REQUIREMENT = Could you give every record again, exactly as it reads?

TASK MATERIAL =
◆ ◆ ◆ ◆

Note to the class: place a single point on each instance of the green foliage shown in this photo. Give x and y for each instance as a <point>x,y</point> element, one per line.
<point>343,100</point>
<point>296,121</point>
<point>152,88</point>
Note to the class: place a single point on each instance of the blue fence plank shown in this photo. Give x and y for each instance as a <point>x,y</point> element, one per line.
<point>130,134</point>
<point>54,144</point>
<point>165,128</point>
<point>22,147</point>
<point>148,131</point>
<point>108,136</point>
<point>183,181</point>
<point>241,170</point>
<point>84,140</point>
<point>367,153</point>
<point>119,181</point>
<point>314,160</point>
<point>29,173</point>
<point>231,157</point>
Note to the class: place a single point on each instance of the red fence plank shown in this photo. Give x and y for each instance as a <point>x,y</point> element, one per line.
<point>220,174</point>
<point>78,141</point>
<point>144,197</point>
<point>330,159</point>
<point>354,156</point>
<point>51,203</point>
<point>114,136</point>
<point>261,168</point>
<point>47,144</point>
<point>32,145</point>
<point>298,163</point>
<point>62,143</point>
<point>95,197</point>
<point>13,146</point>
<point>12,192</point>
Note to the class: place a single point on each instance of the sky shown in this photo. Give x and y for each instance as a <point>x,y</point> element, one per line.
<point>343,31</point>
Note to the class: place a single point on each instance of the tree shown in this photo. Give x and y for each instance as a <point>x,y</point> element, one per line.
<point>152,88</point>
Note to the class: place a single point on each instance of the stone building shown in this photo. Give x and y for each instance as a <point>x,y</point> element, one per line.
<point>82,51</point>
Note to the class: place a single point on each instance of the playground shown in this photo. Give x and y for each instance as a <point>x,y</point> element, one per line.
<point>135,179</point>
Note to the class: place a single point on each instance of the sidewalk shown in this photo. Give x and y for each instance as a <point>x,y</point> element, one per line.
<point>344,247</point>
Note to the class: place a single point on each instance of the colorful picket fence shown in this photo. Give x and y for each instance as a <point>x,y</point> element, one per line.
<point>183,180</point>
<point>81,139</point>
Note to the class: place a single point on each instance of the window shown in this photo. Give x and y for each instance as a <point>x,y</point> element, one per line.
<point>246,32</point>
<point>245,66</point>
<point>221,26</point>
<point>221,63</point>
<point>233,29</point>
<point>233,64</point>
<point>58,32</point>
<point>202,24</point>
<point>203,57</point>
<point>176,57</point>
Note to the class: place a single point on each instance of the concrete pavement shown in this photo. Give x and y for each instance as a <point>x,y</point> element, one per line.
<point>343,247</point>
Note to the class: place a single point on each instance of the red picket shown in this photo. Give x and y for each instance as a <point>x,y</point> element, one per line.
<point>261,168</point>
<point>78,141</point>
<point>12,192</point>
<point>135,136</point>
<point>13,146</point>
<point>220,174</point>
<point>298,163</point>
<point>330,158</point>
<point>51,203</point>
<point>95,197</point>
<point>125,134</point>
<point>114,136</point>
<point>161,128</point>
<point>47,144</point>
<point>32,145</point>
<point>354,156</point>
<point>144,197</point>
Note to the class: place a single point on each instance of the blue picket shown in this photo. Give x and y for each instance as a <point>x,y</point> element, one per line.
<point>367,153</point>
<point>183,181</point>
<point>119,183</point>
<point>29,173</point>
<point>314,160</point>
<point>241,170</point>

◆ ◆ ◆ ◆

RESPONSE TO THIS TASK =
Note to the class: place a single point on each instance of the green foliage shown in this photo. Give x and y for each instance as a <point>x,y</point> element, one per line.
<point>343,100</point>
<point>296,121</point>
<point>152,88</point>
Note to the class: place a single point on each instance of the blue fence plank shown in this photo. Give x and y for each instance as a <point>x,y</point> element, one per line.
<point>130,134</point>
<point>54,144</point>
<point>165,128</point>
<point>22,147</point>
<point>148,131</point>
<point>108,136</point>
<point>183,181</point>
<point>241,170</point>
<point>84,140</point>
<point>367,153</point>
<point>119,181</point>
<point>314,160</point>
<point>29,173</point>
<point>231,157</point>
Note to the class: place a single point on each instance of the red fence plank shown in this photo. Give x and y for each instance as a <point>x,y</point> element, one per line.
<point>220,174</point>
<point>78,141</point>
<point>144,197</point>
<point>330,159</point>
<point>354,156</point>
<point>51,203</point>
<point>114,136</point>
<point>261,168</point>
<point>47,144</point>
<point>32,145</point>
<point>298,163</point>
<point>62,143</point>
<point>95,197</point>
<point>13,146</point>
<point>12,192</point>
Note to the class: place a single point on each instance of the sky shown in this photo. Give x and y for each instance as a <point>x,y</point> element, one per line.
<point>343,31</point>
Note to the class: place a single point on each instance of the tree shown in this photo. Give x and y for each instance as a <point>x,y</point> element, one per line.
<point>152,88</point>
Note to the class: place a single point on each instance of the stone building shown in this photo. Give x and y for each instance as a <point>x,y</point> element, one per line.
<point>82,51</point>
Note to the class: place a single point on each instance of the playground shown in this photo. Give x and y for each instance as a <point>x,y</point> element, one per line.
<point>135,179</point>
Note to the class: place a single point on each instance of the sidewalk shown in this photo. Give x and y for each instance as a <point>x,y</point> element, one per line.
<point>344,247</point>
Note to the class: place a single point on each instance of the colorful picket fence shown in this photo. Give x and y for each instance as a <point>x,y</point> element, one per line.
<point>183,180</point>
<point>81,139</point>
Note to the class: place a single point on each instance of the window shown in this photo. Give x and y for each instance as a <point>x,y</point> element, one per line.
<point>246,32</point>
<point>245,66</point>
<point>221,26</point>
<point>221,63</point>
<point>233,29</point>
<point>233,64</point>
<point>58,32</point>
<point>202,24</point>
<point>203,57</point>
<point>176,57</point>
Note to the class: place a single point on each instance of the concrete pavement shown in this photo. Give x and y for each instance as a <point>x,y</point> element, one per line.
<point>343,247</point>
Note to the class: place a single point on each instance of the red picket shown in this photo. Give x and y for each instance as a <point>x,y</point> element, one per line.
<point>261,168</point>
<point>78,141</point>
<point>12,192</point>
<point>135,136</point>
<point>13,146</point>
<point>220,174</point>
<point>298,163</point>
<point>330,158</point>
<point>51,203</point>
<point>95,197</point>
<point>125,134</point>
<point>114,136</point>
<point>161,128</point>
<point>47,144</point>
<point>32,145</point>
<point>354,156</point>
<point>144,197</point>
Note to the class: place a single point on each instance of the blue picket shown in this photo. Give x and y for each instance as a <point>x,y</point> element, one per line.
<point>367,153</point>
<point>183,181</point>
<point>119,183</point>
<point>29,173</point>
<point>314,160</point>
<point>241,170</point>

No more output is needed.